(Source document)
4. We had been made aware that there was a police investigation ongoing although neither claimant had been interviewed by the police as of March 2015. Mr Thompson (against whom allegations of fraud had been made) advised us at the hearing that at his request he had been interviewed by the police earlier in June 2015 and had been told that if the police needed to contact him they would do so in the future. There was no indication at this stage that there will be any prosecution.
5. We were impressed by the clarity and credibility of both claimants and on the basis of their oral evidence, we make the following findings of fact.
6. From approximately 2008 onwards, Mr Bell the owner of the respondent company had cut back in his activity in relation to the business to three days a week, as a result of which Mr Adamson took responsibility for the day to day running of the business. In April 2013, Mr Bell approached Mr Adamson to buy the business from him, but those negotiations ultimately proved fruitless. Mr Bell was less and less involved in the running of the business. Towards the end of 2013, Mr Adamson, along with Mr Thompson who he considered his "right hand man" put together a strategy for growth in the business, succeeded in improving the company's performance and putting together a business plan which they submitted to their bankers with a view to obtaining additional finance. The bank approved the plan subject to Mr Bell's involvement as sole shareholder, but Mr Bell refused to co-operate.
7. At this time, Mr Bell was not attending the business on a daily basis. Mr Thompson's evidence was that he saw Mr Bell on only one occasion between March 2013 and March 2014, when he was dismissed. On that occasion Mr Bell called him in and told him off for having criticised the mechanic who had done work on Mr Thompson's company car, in front of the mechanic concerned. Mr Thompson said that he subsequently spoke to Mr Bell about this matter and told him he considered the way he had been spoken to inappropriate in the circumstances. Mr Thompson indicated that Mr Bell had then not spoken to him after that.

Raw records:
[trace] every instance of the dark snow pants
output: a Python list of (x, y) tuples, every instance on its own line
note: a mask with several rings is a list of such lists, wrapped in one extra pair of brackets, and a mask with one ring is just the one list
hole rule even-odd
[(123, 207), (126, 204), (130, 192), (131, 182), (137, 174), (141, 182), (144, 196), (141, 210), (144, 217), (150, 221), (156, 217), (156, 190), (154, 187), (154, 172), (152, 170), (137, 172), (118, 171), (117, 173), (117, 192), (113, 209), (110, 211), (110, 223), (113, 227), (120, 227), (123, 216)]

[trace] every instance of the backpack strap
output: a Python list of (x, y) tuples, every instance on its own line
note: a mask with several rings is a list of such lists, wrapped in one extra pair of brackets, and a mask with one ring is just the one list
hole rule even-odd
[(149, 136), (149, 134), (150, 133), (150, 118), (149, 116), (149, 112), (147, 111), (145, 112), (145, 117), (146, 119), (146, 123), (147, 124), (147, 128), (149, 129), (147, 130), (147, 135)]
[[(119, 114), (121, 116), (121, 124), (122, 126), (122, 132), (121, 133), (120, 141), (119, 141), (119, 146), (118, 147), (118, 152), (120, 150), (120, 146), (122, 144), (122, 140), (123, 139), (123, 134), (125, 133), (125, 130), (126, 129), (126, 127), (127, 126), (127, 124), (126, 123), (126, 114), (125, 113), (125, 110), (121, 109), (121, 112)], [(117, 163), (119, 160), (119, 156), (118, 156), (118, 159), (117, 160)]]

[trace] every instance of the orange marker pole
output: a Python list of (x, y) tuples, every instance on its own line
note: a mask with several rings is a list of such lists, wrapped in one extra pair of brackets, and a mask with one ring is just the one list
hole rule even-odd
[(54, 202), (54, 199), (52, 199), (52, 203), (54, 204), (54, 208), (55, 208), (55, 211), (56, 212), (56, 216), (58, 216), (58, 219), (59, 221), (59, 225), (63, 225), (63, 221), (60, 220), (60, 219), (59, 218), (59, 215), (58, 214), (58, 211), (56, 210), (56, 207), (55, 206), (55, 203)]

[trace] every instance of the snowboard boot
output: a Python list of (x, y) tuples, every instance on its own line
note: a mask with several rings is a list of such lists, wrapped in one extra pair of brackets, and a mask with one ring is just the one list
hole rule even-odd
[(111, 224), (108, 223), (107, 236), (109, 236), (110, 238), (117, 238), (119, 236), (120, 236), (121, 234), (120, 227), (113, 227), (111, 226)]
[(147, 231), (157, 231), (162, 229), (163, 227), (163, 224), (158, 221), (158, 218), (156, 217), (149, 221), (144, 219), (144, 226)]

(Do this) Please return, word for word, the part of the judgment excerpt that opens with the words containing "7. At this time, Mr" and closes with "him after that.". These rows have no connection to the judgment excerpt.

(Finished exercise)
7. At this time, Mr Bell was not attending the business on a daily basis. Mr Thompson's evidence was that he saw Mr Bell on only one occasion between March 2013 and March 2014, when he was dismissed. On that occasion Mr Bell called him in and told him off for having criticised the mechanic who had done work on Mr Thompson's company car, in front of the mechanic concerned. Mr Thompson said that he subsequently spoke to Mr Bell about this matter and told him he considered the way he had been spoken to inappropriate in the circumstances. Mr Thompson indicated that Mr Bell had then not spoken to him after that.